Return all the data below as it stands, minus the pictures.

[start of Material to process]

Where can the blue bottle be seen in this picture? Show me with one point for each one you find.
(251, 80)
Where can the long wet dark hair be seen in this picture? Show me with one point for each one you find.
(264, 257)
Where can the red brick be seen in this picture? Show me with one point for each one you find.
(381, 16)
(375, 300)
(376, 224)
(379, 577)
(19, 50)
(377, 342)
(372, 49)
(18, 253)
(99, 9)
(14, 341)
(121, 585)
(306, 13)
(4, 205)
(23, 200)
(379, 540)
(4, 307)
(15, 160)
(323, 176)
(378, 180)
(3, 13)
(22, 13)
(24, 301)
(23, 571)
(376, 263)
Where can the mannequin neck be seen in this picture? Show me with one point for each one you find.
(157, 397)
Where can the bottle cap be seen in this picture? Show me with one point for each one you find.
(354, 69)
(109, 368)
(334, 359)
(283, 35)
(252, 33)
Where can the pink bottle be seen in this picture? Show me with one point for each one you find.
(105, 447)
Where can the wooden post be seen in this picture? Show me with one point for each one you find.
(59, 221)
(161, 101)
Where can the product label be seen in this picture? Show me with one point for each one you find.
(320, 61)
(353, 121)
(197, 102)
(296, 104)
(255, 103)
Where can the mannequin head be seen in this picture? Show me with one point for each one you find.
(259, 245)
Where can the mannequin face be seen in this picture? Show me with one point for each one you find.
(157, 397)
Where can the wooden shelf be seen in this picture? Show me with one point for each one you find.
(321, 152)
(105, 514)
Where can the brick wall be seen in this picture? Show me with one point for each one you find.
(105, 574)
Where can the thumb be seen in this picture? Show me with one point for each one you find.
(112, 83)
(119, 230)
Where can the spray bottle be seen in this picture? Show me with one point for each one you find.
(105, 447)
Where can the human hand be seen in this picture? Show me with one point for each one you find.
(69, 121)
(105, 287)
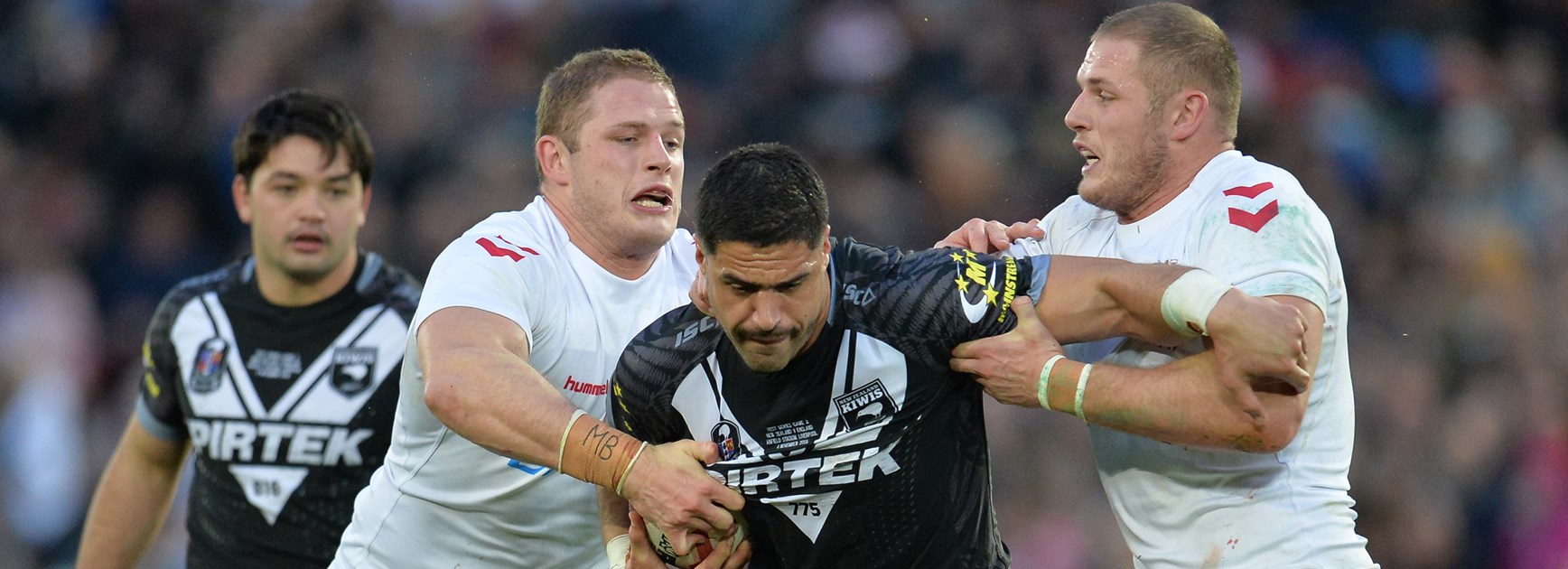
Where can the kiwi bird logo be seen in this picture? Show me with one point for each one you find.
(351, 368)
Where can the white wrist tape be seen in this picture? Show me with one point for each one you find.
(1045, 381)
(1188, 302)
(560, 456)
(1078, 402)
(618, 549)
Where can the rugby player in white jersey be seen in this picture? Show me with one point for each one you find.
(1252, 477)
(499, 436)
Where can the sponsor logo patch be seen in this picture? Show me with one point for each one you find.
(208, 368)
(351, 368)
(587, 389)
(728, 438)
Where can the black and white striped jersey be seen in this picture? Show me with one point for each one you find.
(866, 450)
(287, 409)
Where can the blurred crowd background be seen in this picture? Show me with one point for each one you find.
(1432, 132)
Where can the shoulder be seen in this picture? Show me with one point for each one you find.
(507, 242)
(1250, 195)
(217, 281)
(1073, 217)
(385, 283)
(683, 251)
(861, 262)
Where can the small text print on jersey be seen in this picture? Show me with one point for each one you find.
(510, 251)
(977, 285)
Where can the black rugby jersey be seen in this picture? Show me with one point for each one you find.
(287, 409)
(866, 450)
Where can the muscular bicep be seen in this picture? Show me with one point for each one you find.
(452, 334)
(1090, 298)
(1312, 340)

[end of Material to process]

* _Final result_
Where can the blue bottle be seen in this picture? Show me with one point for each one you find.
(251, 80)
Where can the long wet dark hair be seen in this picture? Show me with one point for each one you find.
(264, 257)
Where can the red brick be seen in this picture? Show me with one point for each one you find.
(381, 16)
(375, 300)
(376, 224)
(379, 577)
(19, 50)
(377, 342)
(372, 49)
(18, 253)
(99, 9)
(14, 341)
(121, 585)
(306, 13)
(4, 205)
(23, 200)
(379, 540)
(4, 307)
(15, 160)
(323, 176)
(378, 180)
(3, 13)
(22, 13)
(24, 301)
(23, 571)
(376, 263)
Where can the mannequin neck be seen in this picture? Show me with one point for each one you find.
(157, 397)
Where can the bottle cap be seen in this picture? Show me with one point for each one you find.
(354, 69)
(109, 368)
(334, 359)
(283, 35)
(252, 33)
Where can the pink bottle be seen in this picture? Show me with one point for each one you find.
(105, 447)
Where can the wooden post be seen in this picture? Show me with one point for each one you find.
(59, 221)
(161, 101)
Where can the product label be seen in this picture? Show me with one point for each one you find.
(320, 61)
(353, 121)
(197, 102)
(296, 104)
(255, 103)
Where can the mannequin head be seen in this picture? Show me with one point for each one you find.
(259, 245)
Where can the mannequin face be seen in this picture? Show me with one point for each one you find.
(157, 397)
Where can the wooden shelf be seen in this picture? Show me with one point for each one you find.
(321, 152)
(105, 514)
Where can the brick wall be seen in this picture? Show me with one point for each one you find.
(105, 574)
Where can the thumb be seen in this picture? Show me with one point for each one you find.
(112, 83)
(119, 230)
Where can the spray bottle be seen in this picture? Show me with one point for each one you find.
(105, 447)
Where can the human hand be seen in this picture? Show me with one point for each one you find.
(69, 121)
(105, 287)
Where can the kiwi bird logo be seen in this picture? Show me with one point for each one you find.
(351, 368)
Where can the white wrist tape be seen in this picture? Show me with one point for each one you find.
(1045, 381)
(1188, 302)
(560, 456)
(1078, 402)
(618, 549)
Where can the rugby player in white jersey be seen in this picture? Show me with one point for each one you find.
(1252, 477)
(499, 436)
Where can the sponsor logo patch be seen in this picture? Show me with one point for each one you find.
(208, 368)
(351, 368)
(587, 389)
(728, 438)
Where can the black and white striped jersey be seen in this picture? Show me with one point for each one you find.
(866, 450)
(287, 409)
Where can the blurred crowd background be seen in this picture? Show me with one point for each one you find.
(1432, 132)
Where can the shoulder be seen in this picture? Show me with one point for each one you find.
(507, 242)
(1250, 195)
(217, 281)
(1073, 217)
(385, 283)
(683, 251)
(861, 262)
Where can the small text print on jersey be seen in this picture? Show me with one point for each one you find.
(510, 251)
(977, 285)
Where can the black rugby jersey be seen in this picture? Show me with one point for each one you find.
(287, 409)
(866, 450)
Where can the muscular bicep be seen in this picture? Show me with one point for each one you find.
(452, 334)
(1090, 298)
(1312, 340)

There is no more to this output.